PASSAGE PROVIDED
--- begin ---
K.O. is the sixth studio album by Mexican singer Danna Paola, released on January 13, 2021, by Universal Music Mexico. The album has spawned eight singles: "Contigo", "Sola", "TQ Y YA", "No Bailes Sola" with Sebastián Yatra, "Me, Myself" with Mika, "Friend de Semana" with Luísa Sonza and Aitana, "Calla Tú" and "Amor Ordinario". K.O. received a nomination for a Latin Grammy Award for Best Pop Vocal Album.

Background
As Paola told Billboard, work on K.O. began as early as 2018, even before she released her previous album Sie7e + (2020). The singer confessed that the first song she wrote for the album was "Friend de Semana" while she was still living in Madrid and shooting Elite. Paola described the album as "personal" and highlighted "Amor Ordinario" as the "most personal" of the album: "[the song] defines my emotional process and everyone that heard it felt my pain and what I went through from beginning to end. I wrote this song in January 2020 and I had to understand what ordinary love meant and that I deserved better".
--- end ---
ITEMS
--- begin ---
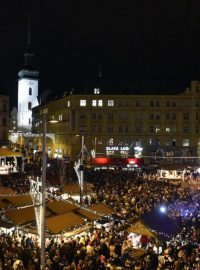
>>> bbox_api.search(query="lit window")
[135,100,142,107]
[92,113,97,119]
[135,126,142,133]
[172,113,176,120]
[172,126,176,133]
[156,126,160,133]
[28,102,32,110]
[156,100,160,107]
[92,99,97,107]
[166,113,170,120]
[155,113,160,120]
[108,126,113,133]
[183,126,190,134]
[149,113,154,120]
[124,126,128,133]
[135,112,142,120]
[172,101,176,107]
[108,139,114,146]
[80,99,86,107]
[80,113,87,120]
[183,113,189,120]
[149,126,154,133]
[108,100,114,107]
[98,99,103,107]
[98,113,103,120]
[183,139,190,146]
[92,126,96,132]
[108,113,113,120]
[94,88,100,95]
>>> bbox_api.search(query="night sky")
[0,0,200,105]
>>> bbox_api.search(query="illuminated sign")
[106,146,129,151]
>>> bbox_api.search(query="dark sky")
[0,0,200,106]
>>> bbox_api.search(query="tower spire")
[24,12,33,68]
[27,11,31,47]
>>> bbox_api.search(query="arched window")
[28,102,32,110]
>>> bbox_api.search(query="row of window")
[80,112,196,120]
[79,124,196,134]
[80,99,195,108]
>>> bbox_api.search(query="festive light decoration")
[30,177,42,239]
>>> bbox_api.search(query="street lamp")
[80,136,84,204]
[40,113,58,270]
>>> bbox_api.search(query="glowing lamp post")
[40,114,58,270]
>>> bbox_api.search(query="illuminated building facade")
[17,20,39,132]
[0,95,9,144]
[33,81,200,165]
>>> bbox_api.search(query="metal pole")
[94,137,97,157]
[40,114,46,270]
[80,136,84,204]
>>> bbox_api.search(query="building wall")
[17,78,38,131]
[0,95,9,144]
[34,81,200,165]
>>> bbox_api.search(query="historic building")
[17,23,39,132]
[33,81,200,163]
[0,95,9,145]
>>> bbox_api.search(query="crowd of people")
[0,169,200,270]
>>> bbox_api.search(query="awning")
[6,206,35,225]
[88,203,114,215]
[46,212,84,234]
[46,201,77,214]
[0,200,8,209]
[128,221,156,238]
[76,209,101,221]
[0,148,22,157]
[63,184,80,193]
[0,195,33,206]
[0,188,16,196]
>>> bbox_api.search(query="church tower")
[17,16,39,132]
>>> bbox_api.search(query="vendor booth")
[0,148,23,175]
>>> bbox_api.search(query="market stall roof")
[0,188,16,196]
[46,201,78,214]
[128,221,156,238]
[0,147,22,157]
[46,212,84,234]
[65,224,92,237]
[76,209,101,221]
[62,182,93,194]
[140,208,179,239]
[0,194,33,206]
[6,206,35,225]
[63,184,80,193]
[0,219,14,229]
[88,203,114,215]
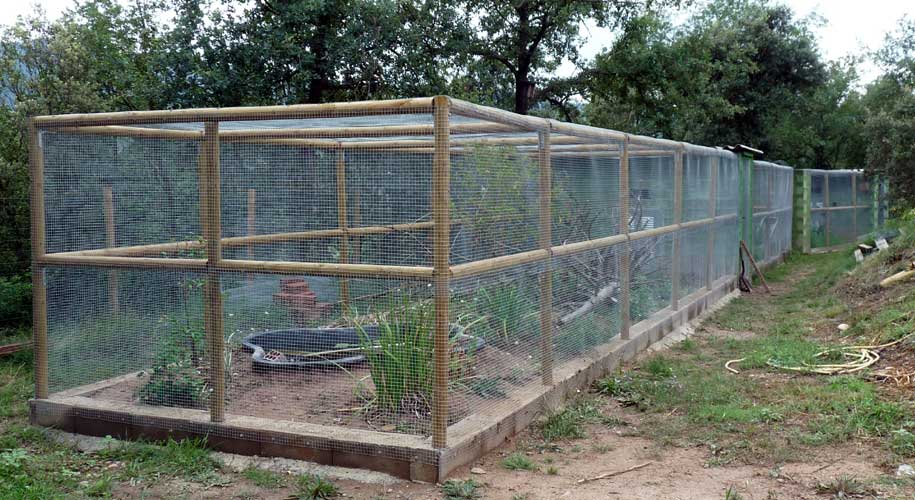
--- end ---
GIVEN INSTRUCTION A
From the passage on the Danna Paola album K.O., print the text from "K.O. is the" up to and including "Pop Vocal Album.".
GIVEN INSTRUCTION B
According to the K.O. album passage, which song did Danna Paola write first for the album?
GIVEN INSTRUCTION C
Translate this sentence from the K.O. album passage into Spanish: "K.O. received a nomination for a Latin Grammy Award for Best Pop Vocal Album."

CORRECT ANSWER A
K.O. is the sixth studio album by Mexican singer Danna Paola, released on January 13, 2021, by Universal Music Mexico. The album has spawned eight singles: "Contigo", "Sola", "TQ Y YA", "No Bailes Sola" with Sebastián Yatra, "Me, Myself" with Mika, "Friend de Semana" with Luísa Sonza and Aitana, "Calla Tú" and "Amor Ordinario". K.O. received a nomination for a Latin Grammy Award for Best Pop Vocal Album.

CORRECT ANSWER B
"Friend de Semana"

CORRECT ANSWER C
K.O. recibió una nominación a un Latin Grammy en la categoría de Mejor Álbum Vocal Pop.